Each line below must be reproduced exactly, though the pictures are to be dropped.

[Natural-language object grounding data]
-=-=-=-=-
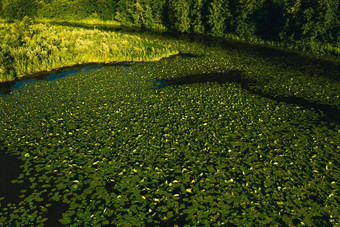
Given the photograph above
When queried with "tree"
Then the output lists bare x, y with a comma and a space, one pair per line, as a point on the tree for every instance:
218, 14
179, 16
197, 17
18, 9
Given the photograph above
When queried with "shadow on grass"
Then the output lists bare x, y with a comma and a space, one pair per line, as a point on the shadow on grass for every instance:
274, 55
332, 114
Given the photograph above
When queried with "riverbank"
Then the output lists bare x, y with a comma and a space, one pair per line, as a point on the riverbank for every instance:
220, 145
28, 48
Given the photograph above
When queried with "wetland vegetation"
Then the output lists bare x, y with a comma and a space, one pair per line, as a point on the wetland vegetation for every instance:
27, 48
218, 132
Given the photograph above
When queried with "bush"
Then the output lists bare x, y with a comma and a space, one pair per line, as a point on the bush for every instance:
18, 9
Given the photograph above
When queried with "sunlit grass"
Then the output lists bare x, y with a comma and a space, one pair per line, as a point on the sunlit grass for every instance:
45, 47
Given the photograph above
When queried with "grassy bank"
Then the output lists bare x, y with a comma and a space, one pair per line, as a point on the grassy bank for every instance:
28, 48
107, 147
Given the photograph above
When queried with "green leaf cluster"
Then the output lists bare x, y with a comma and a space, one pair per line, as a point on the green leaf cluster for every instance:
118, 151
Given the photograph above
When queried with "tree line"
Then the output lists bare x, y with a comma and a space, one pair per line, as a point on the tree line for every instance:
290, 21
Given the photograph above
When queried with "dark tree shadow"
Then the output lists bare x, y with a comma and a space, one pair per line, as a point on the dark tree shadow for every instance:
332, 114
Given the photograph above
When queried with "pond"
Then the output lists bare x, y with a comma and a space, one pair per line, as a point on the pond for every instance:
191, 139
-=-=-=-=-
= TASK OUTPUT =
Given the photograph above
When queried with "tree"
Then the output lists bare x, y with a comma and a space, one pair per line, as a point on the tree for every instance:
218, 14
179, 16
197, 17
18, 9
Given the photograph above
When queried with "shadow on grass"
Then the output lists bare x, y with a comma and a space, one pair per line, as a point on the shadow on grass for every instance:
274, 55
332, 114
Given the photograph above
When queried with "riverbank"
Then the output lists bare x, y with a comma and a space, one pair per line, as a point on the riverbank for every instance:
220, 145
28, 48
Given the photograph above
When queried with "wetland vegetation"
Then the output lists bare x, y with a comma and a space, one pair per line, as a point on the wetland vegetation for every instance:
27, 48
218, 132
Given the photograph above
When queried with "bush"
Then the output lists bare x, y with a comma and a space, one pair per line, as a point on the bush for every instance:
18, 9
Given the photograph above
When queried with "sunlit grass"
Then the output lists bare x, y with a comma and a space, one pair per line, as a point on the sunlit grass for every instance:
45, 47
Given the photograph above
When queried with "grassy bank"
Then the output lists bare x, y with a comma and a space, one pair per line, as a point on the grassy bank for every instance:
28, 48
107, 147
Given the photograph above
When queried with "green leaf cluster"
Then the output lists bare x, y with a comma and a space, one pair per line, as a point on the green leaf cluster for every instance:
118, 151
Given the photograph above
When queried with "tree line"
Then the output lists bare x, y with a comma and a space, one pair per line, as a point on the tree line for every instance:
290, 21
Given the photograph above
When queried with "dark tree shadow"
Then the output lists bare x, y with a comma and a space, one pair per line, as a point on the dark tree shadow for every instance:
332, 114
Given the photograph above
When queried with "pond"
Then the output lists bare x, y with a comma and a space, one pair per line, as a point on the pond for every instance:
191, 139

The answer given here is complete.